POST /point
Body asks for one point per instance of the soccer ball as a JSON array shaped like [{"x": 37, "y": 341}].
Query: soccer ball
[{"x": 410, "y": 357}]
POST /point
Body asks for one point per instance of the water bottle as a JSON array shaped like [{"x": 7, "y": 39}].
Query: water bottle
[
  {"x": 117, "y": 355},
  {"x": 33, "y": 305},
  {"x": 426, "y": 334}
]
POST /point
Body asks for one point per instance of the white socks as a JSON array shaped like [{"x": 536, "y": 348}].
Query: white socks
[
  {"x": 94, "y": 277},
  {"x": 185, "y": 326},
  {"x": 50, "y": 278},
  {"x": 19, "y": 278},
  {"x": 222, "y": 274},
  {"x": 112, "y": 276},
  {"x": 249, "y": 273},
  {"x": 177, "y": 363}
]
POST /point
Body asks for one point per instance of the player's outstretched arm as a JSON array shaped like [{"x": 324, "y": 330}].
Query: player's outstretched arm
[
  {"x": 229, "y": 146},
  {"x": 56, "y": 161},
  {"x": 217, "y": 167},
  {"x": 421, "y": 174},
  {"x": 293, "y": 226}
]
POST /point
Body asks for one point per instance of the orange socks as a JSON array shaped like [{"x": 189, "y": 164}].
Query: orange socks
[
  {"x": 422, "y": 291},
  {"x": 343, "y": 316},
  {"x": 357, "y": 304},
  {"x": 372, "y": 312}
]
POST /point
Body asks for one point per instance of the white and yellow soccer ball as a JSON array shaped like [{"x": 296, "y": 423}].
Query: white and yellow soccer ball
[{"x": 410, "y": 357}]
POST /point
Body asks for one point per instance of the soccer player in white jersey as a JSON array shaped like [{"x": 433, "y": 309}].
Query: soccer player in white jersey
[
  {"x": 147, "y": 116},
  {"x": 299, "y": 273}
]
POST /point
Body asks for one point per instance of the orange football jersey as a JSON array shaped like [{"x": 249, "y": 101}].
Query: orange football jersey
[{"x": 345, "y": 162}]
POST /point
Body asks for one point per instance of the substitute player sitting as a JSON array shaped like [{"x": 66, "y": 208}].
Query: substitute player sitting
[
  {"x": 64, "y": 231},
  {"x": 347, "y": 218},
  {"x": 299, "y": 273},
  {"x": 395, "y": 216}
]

• • • •

Print every entry from the material exactly.

REPLY
POST /point
Body asks for one point per instance of the soccer ball as a JSON array shaped like [{"x": 37, "y": 341}].
Query: soccer ball
[{"x": 410, "y": 357}]
POST /point
Body asks for one point per instance of the water bottle as a JSON array shaped like [{"x": 7, "y": 39}].
Query: water bottle
[
  {"x": 117, "y": 355},
  {"x": 33, "y": 305},
  {"x": 426, "y": 334}
]
POST /point
Body asks for one point per instance of the white socks as a JSON array shaped like [{"x": 536, "y": 348}].
Query: white socks
[
  {"x": 94, "y": 277},
  {"x": 185, "y": 326},
  {"x": 50, "y": 278},
  {"x": 19, "y": 278},
  {"x": 222, "y": 274},
  {"x": 112, "y": 276},
  {"x": 249, "y": 273},
  {"x": 177, "y": 363}
]
POST /point
Body asks for one point per instance of the player's outstretched arm as a JSON array shaped like [{"x": 324, "y": 330}].
Query: player's outstretched arm
[
  {"x": 229, "y": 146},
  {"x": 56, "y": 161},
  {"x": 217, "y": 167},
  {"x": 421, "y": 174},
  {"x": 293, "y": 226}
]
POST /point
Body asks for one point per instance of the orange socks as a JSON array shaped like [{"x": 189, "y": 164}].
Query: orange socks
[
  {"x": 422, "y": 291},
  {"x": 343, "y": 316},
  {"x": 357, "y": 304},
  {"x": 372, "y": 312}
]
POST /point
Body asks for one point per instance of the white and yellow soccer ball as a JSON array shaped like [{"x": 296, "y": 423}].
Query: white and yellow soccer ball
[{"x": 410, "y": 357}]
POST /point
Body asks for one point per instance of the soccer player in white jersey as a JSON array shaped like [{"x": 433, "y": 309}].
Query: soccer player in white jersey
[
  {"x": 147, "y": 116},
  {"x": 299, "y": 273}
]
POST /point
Body asks for one point per instance of the orange football jersey as a JSON array shaped like [{"x": 249, "y": 101}].
Query: orange football jersey
[{"x": 345, "y": 162}]
POST /point
Body asks for one point per instance of the substitute player sitting as a JSON array shaped like [{"x": 66, "y": 208}].
Query: substitute player sitting
[
  {"x": 64, "y": 231},
  {"x": 347, "y": 218},
  {"x": 299, "y": 273},
  {"x": 395, "y": 216}
]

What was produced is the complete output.